The request:
Please edit all of the entries below so that every "integer pairs" reads "whole-number pairs" and nothing else changes, and leave the pictures out.

Task input:

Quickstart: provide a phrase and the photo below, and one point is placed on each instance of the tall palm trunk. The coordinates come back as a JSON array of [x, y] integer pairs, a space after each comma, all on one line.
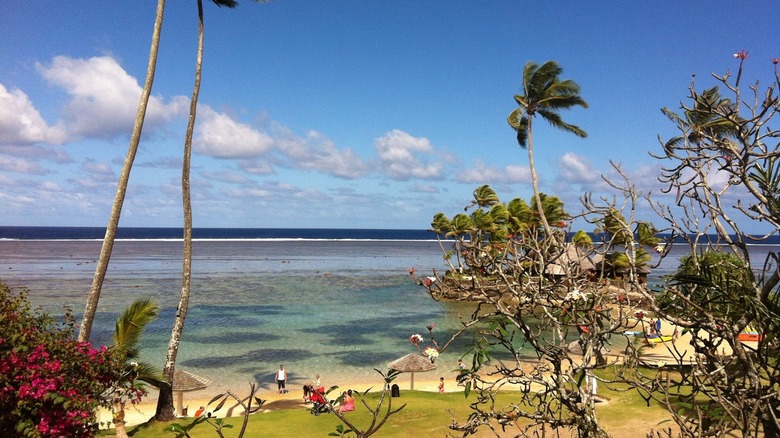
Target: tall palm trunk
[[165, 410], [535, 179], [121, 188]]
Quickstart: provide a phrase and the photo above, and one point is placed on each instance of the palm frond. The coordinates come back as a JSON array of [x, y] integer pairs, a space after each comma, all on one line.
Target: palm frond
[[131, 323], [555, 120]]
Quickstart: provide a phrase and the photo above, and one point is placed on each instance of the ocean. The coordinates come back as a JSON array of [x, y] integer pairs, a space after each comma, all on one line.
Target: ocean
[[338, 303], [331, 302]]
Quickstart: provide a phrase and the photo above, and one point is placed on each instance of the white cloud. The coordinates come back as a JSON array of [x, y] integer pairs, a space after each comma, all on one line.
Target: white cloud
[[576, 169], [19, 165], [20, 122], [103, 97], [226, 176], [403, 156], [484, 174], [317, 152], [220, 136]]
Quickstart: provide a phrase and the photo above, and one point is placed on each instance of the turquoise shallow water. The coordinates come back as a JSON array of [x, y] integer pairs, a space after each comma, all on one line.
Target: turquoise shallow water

Worked answer:
Quickstart: provide a phrase and the photo below, and one point is placed on each instance of the tall palm trunk. The coordinates come back as a JSON array of [x, y] whole-number pairs, a space after each comma, all on one line.
Target: tall palm trunk
[[165, 410], [535, 179], [121, 188]]
Quickstart: provide a phrase and the photo above, and one point is placed on each instance of the palm frond. The coordinates come back as a JSON array of [x, y] whole-number pairs, a space after each comma, all on one line.
Target: palm frond
[[131, 323], [555, 120]]
Quickstart: provide a phrase and the photo above, and one point is placed on each instance of the ocean. The coordinates come back as a JSON array of [x, y] whole-number pairs, a space after each comma, all on one line.
Target: ocean
[[338, 303], [331, 302]]
Quickstart: provide a phrase and the photo above, and one point is placed on each instance of the white cloud. The coordinates come back as a JSON array of [x, y] whole-number pairs, a space after each comma, all on one line.
Target: white cloud
[[576, 169], [19, 165], [20, 122], [103, 97], [226, 176], [403, 156], [484, 174], [317, 152], [220, 136]]
Quickstart: provide a phrase and the photo above, and one point is placed on each instance of the turquoise shallow water. The coordinates come back as a JSON array of [x, y] whole-number pairs, a space after each comma, all on one line.
Target: turquoise shallow water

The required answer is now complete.